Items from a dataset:
────────────────────────────────────────

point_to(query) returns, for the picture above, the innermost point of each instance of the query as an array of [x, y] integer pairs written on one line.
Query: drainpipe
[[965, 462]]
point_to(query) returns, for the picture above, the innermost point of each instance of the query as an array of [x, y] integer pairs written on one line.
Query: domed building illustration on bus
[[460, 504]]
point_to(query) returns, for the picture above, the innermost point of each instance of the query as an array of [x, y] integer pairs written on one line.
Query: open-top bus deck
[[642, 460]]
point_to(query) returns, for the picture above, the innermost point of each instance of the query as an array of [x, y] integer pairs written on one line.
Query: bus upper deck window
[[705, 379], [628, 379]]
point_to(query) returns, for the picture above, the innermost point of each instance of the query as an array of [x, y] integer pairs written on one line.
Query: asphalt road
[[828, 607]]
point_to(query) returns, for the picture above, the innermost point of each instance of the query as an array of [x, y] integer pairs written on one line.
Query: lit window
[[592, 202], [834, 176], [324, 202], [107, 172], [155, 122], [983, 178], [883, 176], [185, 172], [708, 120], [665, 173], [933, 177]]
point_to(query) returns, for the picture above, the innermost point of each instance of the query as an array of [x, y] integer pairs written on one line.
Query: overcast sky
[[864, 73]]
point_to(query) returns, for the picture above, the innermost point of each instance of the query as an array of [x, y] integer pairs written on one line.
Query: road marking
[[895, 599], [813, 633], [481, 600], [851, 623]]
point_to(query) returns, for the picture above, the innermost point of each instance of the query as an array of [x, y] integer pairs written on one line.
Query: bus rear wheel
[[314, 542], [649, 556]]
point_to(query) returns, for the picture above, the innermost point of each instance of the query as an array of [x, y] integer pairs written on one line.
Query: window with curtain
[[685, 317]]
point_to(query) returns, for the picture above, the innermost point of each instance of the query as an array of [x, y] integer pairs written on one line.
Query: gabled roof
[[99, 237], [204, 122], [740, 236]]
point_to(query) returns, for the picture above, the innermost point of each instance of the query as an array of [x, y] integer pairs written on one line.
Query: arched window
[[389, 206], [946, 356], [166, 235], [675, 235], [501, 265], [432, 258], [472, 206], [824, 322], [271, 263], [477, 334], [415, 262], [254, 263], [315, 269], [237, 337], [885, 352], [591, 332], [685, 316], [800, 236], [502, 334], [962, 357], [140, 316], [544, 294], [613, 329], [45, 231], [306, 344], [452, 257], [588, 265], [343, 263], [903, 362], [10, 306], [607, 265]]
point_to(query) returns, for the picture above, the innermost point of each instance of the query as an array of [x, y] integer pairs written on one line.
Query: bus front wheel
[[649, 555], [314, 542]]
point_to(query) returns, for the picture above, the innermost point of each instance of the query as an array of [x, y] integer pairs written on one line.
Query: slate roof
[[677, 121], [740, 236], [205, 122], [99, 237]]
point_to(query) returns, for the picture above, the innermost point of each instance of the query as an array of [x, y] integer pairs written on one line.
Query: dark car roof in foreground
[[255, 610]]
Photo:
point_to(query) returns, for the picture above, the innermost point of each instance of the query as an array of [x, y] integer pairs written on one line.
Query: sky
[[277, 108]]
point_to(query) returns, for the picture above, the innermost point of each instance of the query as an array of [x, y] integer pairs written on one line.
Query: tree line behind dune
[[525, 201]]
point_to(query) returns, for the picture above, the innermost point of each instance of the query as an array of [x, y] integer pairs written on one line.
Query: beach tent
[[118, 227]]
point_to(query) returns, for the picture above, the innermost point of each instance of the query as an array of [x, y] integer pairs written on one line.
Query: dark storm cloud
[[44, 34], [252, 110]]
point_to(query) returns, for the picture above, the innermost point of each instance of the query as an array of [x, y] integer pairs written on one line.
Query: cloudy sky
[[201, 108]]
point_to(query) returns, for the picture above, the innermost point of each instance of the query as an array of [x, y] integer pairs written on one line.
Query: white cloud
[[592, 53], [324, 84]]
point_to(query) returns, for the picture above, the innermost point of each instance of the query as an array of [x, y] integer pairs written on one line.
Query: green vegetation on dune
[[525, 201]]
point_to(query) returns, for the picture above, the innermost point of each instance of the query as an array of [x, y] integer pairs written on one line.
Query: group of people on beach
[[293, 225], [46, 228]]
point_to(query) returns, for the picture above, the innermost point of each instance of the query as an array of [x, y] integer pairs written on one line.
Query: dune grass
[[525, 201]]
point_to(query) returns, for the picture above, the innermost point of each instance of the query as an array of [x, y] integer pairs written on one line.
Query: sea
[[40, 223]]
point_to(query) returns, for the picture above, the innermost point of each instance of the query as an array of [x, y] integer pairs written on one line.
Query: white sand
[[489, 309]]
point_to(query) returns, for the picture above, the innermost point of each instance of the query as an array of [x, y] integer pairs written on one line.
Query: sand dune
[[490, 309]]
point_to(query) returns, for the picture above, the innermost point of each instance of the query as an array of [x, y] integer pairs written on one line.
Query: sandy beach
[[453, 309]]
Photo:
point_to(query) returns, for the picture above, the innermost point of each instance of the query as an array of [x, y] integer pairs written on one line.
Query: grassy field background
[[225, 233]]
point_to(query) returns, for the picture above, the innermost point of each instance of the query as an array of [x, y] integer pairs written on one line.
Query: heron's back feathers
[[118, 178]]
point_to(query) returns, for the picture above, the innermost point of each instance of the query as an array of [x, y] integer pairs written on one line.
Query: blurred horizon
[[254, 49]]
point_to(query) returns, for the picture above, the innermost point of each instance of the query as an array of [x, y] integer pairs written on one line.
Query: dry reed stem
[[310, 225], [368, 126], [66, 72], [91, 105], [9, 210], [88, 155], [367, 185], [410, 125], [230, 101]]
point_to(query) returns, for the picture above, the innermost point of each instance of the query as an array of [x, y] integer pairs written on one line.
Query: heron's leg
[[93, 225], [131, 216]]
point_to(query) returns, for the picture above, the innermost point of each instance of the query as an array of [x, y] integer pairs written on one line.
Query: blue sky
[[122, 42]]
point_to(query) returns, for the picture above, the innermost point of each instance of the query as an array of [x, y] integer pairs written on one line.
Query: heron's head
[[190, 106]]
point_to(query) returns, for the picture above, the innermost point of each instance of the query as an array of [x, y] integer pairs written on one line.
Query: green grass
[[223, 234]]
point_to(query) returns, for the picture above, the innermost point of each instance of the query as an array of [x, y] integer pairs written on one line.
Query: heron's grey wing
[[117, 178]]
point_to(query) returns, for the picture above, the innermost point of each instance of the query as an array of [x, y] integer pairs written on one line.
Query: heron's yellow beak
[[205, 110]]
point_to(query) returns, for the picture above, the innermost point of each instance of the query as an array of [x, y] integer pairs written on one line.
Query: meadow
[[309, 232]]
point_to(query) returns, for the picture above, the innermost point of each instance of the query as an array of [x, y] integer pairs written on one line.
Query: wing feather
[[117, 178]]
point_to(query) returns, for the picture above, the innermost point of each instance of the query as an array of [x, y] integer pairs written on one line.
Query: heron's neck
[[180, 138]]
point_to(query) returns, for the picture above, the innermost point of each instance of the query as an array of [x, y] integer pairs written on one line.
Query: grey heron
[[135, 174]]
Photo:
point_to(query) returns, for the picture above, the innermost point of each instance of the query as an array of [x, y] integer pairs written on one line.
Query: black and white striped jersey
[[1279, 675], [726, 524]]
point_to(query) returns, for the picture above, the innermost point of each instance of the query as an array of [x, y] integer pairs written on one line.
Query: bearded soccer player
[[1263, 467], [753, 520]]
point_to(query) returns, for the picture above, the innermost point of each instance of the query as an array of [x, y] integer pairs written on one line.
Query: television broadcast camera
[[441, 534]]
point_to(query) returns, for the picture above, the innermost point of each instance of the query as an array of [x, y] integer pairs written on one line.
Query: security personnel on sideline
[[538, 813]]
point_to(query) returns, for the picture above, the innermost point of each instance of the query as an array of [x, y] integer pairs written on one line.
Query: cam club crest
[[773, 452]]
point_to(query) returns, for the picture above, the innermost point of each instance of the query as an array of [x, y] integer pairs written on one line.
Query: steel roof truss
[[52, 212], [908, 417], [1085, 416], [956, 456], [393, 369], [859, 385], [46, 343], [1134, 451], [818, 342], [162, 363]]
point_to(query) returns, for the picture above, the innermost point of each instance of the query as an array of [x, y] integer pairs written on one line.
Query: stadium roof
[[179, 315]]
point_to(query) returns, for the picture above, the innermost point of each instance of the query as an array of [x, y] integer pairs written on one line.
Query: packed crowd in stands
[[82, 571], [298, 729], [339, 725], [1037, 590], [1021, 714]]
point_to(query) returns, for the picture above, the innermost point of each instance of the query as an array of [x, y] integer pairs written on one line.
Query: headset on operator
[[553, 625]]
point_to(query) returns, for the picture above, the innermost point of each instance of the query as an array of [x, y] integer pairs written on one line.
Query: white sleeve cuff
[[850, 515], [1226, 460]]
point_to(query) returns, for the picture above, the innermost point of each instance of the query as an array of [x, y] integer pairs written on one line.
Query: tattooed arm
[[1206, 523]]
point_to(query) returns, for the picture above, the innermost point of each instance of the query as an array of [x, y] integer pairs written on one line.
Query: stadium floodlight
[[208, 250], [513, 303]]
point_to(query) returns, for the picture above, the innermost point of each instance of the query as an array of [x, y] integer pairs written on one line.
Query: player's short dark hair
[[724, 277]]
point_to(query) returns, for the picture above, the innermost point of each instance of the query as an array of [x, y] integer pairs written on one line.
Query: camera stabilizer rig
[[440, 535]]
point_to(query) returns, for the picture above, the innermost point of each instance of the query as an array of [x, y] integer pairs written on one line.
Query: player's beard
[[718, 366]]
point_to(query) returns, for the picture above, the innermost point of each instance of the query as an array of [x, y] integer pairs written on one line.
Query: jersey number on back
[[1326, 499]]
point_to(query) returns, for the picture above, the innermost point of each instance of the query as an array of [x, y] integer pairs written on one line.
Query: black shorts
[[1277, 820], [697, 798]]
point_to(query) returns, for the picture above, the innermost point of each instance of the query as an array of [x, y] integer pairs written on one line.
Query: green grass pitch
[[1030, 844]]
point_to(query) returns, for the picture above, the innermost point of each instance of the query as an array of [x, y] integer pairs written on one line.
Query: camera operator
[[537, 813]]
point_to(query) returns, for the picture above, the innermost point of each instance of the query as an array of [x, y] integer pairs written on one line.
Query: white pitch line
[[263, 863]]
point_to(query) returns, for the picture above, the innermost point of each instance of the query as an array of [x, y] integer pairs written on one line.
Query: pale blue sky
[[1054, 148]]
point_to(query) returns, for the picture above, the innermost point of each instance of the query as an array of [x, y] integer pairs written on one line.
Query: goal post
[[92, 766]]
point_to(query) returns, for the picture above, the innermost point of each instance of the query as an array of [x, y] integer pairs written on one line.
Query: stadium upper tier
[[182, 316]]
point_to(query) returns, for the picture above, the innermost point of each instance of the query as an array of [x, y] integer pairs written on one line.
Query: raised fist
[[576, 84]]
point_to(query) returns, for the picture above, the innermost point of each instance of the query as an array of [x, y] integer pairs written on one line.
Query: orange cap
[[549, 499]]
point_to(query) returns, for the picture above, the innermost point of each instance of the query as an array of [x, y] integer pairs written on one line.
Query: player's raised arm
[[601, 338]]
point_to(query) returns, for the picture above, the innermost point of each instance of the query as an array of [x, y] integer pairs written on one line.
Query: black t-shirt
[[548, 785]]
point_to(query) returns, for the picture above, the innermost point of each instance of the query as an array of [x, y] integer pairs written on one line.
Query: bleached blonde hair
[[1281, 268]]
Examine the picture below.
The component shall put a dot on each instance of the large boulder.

────────────────────────────────────────

→ **What this task involves**: Please set down exactly the lines running from the one with "Query: raised fist" to the last line of the entries above, both of them included, and no others.

→ **The answer**:
Query: raised fist
[[576, 84]]
point_to(query) returns, for the picture above, the innermost point of each instance of the query as an array of [x, y] integer pairs written on one line.
Query: orange cap
[[549, 499]]
point_to(query) returns, for the picture above, the innermost point of each instance of the query as an array of [x, y] integer pairs written on one line.
Query: player's raised arm
[[601, 338]]
point_to(query) returns, for the picture above, the innermost point of each instance of the query as an array of [x, y] integer pairs written on one line.
Query: black t-shirt
[[548, 785]]
point_to(query) returns, for the picture above, the innermost point of each instance of the query as an array of [x, y] integer pairs written on one line.
Query: bleached blonde hair
[[1281, 268]]
Examine the picture below.
The component shall put a dot on each instance of the large boulder.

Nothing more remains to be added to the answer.